::: Selected passage :::

- Born: Kenneth Gary Goodson September 11, 1945 Phoenix, Arizona, U.S.
- Died: November 17, 1978 (aged 33) New York City, U.S.
- Education: University of Utah, 1967
- Occupations: Underground journalist, publisher, activist
- Years active: 1966–1978
- Known for: Underground Press Syndicate High Times magazine

= Tom Forçade =

American journalist (1945–1978)

Thomas King Forçade (born Kenneth Gary Goodson, September 11, 1945 – November 17, 1978) was an American underground journalist and cannabis rights activist in the 1970s. He was the founder of High Times magazine and for many years ran the Underground Press Syndicate (later called the Alternative Press Syndicate)

Forçade published several other publications, such as Stoned, National Weed, Dealer and others, that, veiled as counterculture entertainment magazines, were laced with humor and savvy coverage of politics and popular culture, and served as a forum for some of the industry's best writers and artists. Many of Forçade's publications' writers went on to be published in premiere papers and magazines in North America.

==Life and career==
Forçade was born as Kenneth Gary Goodson in Phoenix, Arizona on September 11, 1945. He graduated from the University of Utah in 1967 with a degree in business administration. After being quickly discharged from the United States Air Force, Forçade used the skills he learned to traffic drugs across the Mexico–United States border by plane. He used the proceeds to form a hippie commune and underground magazine called Orpheus.

After this, he moved to New York City and officially changed his name to Thomas King Forçade to avoid associating his family name with counterculture and play on the word façade. There. he first took over management of the Underground Press Syndicate, a network of countercultural newspapers and magazines that he helped found. The name was changed to the Alternative Press Syndicate in 1973. Forçade was instrumental in the microfilming of the Underground Newspaper Collection. In 1970, Forçade was the first documented activist to use pieing as a form of protest, hitting Chairman Otto Larsen during the President's Commission on Obscenity and Pornography.

::: Record extracts :::

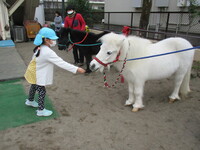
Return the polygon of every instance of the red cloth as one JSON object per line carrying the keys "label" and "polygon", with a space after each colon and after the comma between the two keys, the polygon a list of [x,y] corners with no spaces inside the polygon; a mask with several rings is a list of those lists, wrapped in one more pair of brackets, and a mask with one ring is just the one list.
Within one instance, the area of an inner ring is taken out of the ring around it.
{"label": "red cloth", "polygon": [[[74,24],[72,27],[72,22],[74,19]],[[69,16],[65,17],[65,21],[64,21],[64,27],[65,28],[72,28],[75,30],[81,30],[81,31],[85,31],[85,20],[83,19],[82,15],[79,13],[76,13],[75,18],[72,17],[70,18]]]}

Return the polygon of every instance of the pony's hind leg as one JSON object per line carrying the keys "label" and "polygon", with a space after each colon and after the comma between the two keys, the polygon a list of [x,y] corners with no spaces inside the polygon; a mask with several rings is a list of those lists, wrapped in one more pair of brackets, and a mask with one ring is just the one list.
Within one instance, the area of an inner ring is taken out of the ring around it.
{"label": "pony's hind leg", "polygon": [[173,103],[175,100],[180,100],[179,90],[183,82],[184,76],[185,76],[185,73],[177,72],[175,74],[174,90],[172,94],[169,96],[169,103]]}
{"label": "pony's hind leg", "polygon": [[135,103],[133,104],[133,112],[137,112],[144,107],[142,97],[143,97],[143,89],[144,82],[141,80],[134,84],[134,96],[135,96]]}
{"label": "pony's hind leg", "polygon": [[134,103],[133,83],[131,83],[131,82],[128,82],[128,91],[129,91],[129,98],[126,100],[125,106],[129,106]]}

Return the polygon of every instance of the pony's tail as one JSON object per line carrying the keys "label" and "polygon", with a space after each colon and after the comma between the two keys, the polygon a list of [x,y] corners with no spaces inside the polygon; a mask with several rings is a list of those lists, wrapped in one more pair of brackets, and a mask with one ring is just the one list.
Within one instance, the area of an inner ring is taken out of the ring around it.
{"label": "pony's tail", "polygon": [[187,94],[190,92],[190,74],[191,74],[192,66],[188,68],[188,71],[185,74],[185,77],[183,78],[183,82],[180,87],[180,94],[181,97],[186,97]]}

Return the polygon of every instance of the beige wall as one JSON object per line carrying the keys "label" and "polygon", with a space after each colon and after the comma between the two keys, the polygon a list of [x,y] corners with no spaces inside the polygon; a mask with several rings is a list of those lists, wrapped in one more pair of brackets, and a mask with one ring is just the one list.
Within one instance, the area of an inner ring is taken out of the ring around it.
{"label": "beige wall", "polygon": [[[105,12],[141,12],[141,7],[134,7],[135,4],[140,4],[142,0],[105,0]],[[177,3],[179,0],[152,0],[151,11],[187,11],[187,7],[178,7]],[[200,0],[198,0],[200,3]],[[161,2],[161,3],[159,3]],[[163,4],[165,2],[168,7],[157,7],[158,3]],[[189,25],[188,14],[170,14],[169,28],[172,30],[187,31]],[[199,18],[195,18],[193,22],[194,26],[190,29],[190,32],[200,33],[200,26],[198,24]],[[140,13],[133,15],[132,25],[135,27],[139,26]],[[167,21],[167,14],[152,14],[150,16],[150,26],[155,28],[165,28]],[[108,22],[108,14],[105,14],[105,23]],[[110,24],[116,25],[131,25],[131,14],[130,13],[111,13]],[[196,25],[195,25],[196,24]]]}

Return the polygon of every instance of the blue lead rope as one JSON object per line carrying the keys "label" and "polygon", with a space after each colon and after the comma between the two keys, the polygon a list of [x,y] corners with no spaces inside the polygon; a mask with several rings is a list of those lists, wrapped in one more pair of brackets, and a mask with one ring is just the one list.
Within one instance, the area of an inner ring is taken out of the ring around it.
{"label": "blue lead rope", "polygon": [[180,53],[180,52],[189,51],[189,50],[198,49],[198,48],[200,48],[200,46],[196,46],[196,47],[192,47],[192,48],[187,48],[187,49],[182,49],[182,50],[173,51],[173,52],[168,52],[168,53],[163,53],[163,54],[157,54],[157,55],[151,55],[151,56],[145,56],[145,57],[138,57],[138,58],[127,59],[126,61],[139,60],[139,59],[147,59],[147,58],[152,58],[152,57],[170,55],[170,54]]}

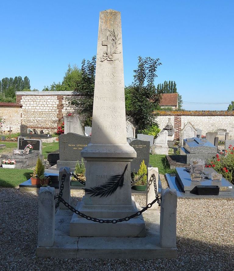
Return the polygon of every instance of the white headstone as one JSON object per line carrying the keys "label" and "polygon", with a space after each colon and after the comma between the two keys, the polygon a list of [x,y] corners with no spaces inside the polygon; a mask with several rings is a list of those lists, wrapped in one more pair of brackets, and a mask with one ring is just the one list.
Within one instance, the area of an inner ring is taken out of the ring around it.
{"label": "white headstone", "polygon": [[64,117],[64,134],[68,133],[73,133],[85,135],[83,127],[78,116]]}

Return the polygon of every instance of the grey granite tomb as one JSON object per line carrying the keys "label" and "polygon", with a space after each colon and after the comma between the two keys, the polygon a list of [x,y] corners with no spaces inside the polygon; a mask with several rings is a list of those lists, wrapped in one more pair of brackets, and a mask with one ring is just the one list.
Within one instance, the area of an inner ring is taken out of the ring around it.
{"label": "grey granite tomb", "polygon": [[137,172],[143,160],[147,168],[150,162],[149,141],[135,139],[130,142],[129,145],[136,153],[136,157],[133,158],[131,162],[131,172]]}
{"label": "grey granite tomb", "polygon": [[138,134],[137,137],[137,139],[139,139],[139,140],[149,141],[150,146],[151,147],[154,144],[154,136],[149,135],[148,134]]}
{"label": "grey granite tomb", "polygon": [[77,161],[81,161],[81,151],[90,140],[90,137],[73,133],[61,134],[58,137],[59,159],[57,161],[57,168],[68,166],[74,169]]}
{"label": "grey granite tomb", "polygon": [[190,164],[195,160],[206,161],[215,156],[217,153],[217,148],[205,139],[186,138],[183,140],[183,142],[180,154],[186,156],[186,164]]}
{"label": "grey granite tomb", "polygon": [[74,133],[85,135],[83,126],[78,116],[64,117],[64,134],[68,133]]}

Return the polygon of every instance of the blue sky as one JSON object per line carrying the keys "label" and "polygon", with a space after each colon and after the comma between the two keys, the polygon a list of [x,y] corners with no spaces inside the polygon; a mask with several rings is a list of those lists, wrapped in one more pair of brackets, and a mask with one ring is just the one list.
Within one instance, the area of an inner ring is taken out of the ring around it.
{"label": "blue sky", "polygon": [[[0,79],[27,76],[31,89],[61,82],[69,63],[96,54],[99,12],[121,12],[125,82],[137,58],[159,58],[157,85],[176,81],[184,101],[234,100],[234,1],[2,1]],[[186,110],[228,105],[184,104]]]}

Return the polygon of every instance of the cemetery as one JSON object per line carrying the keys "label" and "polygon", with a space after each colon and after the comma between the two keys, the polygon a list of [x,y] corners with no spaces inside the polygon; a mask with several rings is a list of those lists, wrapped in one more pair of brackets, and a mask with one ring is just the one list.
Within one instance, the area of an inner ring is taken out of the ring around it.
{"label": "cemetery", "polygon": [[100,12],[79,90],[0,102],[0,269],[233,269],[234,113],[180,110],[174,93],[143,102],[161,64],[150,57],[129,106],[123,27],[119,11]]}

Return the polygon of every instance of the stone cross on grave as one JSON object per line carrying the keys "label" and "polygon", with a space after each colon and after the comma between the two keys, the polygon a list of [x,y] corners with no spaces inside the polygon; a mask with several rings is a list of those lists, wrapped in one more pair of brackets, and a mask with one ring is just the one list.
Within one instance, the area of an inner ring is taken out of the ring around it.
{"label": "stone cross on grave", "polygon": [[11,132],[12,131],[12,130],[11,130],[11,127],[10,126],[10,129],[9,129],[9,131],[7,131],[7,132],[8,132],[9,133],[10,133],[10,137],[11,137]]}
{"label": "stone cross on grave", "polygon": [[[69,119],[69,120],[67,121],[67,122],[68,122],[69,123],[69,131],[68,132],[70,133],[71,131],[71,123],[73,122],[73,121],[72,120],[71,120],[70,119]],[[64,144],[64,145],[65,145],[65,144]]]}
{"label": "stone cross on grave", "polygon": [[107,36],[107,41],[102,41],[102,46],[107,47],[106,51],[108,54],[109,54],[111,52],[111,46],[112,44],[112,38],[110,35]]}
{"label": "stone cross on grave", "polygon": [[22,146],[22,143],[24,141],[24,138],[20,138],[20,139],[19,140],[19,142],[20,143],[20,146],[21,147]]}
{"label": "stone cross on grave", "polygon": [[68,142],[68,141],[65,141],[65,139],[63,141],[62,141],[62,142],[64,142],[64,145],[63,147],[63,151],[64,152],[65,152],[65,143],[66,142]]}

:::
::: Record extracts :::

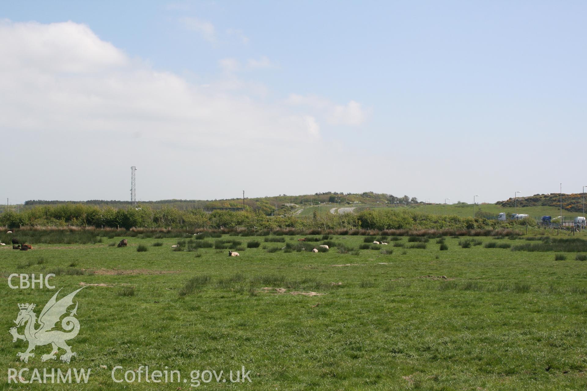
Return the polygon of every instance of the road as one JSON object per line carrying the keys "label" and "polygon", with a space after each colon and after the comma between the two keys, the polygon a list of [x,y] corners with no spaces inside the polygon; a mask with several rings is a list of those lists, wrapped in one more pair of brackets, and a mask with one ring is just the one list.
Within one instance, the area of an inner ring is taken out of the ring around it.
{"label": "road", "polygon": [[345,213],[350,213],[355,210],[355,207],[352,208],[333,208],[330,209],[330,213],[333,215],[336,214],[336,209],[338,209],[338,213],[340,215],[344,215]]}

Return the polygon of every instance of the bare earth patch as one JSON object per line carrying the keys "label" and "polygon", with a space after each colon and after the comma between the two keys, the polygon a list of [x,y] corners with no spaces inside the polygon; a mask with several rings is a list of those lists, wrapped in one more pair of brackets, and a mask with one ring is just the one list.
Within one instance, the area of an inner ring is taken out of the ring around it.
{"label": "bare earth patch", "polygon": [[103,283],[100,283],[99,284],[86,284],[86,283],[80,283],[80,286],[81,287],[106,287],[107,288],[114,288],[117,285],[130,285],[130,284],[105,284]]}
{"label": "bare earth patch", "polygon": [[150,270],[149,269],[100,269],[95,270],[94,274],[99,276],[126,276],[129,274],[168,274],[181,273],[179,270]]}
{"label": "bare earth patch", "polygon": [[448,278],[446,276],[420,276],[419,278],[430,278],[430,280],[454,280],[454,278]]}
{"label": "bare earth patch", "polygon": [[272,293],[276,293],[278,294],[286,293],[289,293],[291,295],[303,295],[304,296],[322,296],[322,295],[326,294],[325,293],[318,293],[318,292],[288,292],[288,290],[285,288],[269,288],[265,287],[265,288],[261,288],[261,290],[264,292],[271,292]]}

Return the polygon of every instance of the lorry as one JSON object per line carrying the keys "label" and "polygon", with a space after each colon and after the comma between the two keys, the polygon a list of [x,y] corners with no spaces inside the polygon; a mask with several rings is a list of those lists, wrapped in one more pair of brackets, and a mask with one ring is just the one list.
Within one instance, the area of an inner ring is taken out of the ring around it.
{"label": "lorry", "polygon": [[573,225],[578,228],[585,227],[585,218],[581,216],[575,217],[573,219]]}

:::
::: Record extracts :::

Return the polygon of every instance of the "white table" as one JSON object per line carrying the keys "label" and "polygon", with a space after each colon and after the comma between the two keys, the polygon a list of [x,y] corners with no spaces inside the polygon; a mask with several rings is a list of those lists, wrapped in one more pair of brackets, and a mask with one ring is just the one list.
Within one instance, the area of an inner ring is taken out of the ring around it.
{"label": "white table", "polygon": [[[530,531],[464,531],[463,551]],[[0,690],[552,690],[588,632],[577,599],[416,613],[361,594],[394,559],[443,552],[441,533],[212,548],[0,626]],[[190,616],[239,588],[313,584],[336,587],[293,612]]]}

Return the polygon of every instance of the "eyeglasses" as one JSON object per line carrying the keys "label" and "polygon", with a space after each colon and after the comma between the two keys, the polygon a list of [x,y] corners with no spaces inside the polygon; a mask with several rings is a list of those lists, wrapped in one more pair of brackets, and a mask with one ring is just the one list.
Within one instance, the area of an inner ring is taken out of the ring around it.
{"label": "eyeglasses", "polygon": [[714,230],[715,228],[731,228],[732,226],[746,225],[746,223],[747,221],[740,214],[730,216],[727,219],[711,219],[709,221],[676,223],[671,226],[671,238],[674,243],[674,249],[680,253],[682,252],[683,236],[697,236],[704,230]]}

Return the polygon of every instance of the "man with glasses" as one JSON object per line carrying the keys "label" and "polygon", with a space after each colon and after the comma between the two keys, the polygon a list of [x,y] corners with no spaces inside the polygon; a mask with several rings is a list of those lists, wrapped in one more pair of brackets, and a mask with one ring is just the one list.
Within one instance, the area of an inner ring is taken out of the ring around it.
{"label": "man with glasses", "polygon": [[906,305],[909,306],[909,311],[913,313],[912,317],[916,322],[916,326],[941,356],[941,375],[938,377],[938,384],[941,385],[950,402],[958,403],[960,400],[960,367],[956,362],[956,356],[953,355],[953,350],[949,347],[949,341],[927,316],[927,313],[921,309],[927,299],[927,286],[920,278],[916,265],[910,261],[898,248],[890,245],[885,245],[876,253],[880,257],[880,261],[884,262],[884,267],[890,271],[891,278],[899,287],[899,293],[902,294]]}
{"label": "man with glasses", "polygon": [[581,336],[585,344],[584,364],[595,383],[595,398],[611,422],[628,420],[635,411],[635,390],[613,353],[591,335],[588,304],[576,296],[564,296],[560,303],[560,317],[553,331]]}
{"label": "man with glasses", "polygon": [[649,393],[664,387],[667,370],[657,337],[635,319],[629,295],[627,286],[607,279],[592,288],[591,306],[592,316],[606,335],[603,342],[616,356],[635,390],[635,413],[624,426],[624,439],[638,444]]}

:::

Exercise description: Pick up the biography of Tom Forçade immediately after its final sentence and carry it further in the same formal style.

Answer to the problem:
In summer 1974, Forçade founded High Times, and contributed funding to the Yippie newspaper, Yipster Times, while also bankrolling the ailing Punk magazine. High Times ran articles calling marijuana a "medical wonder drug" and ridiculing the US Drug Enforcement Administration. It became a huge success, with a circulation of more than 500,000 copies a month and revenues approaching $10 million by 1977, and was embraced by the young adult market as the bible of the alternative life culture. By 1977 High Times was selling as many copies an issue as Rolling Stone and National Lampoon.

According to the 1990 nonfiction book 12 Days on the Road: The Sex Pistols and America, by Noel E. Monk, Forçade and his film crew followed the Sex Pistols through their chaotic January 1978 concerts of the U.S. South and West, using high-pressure tactics in an unsuccessful attempt to persuade the band's management and record company to let him document the tour.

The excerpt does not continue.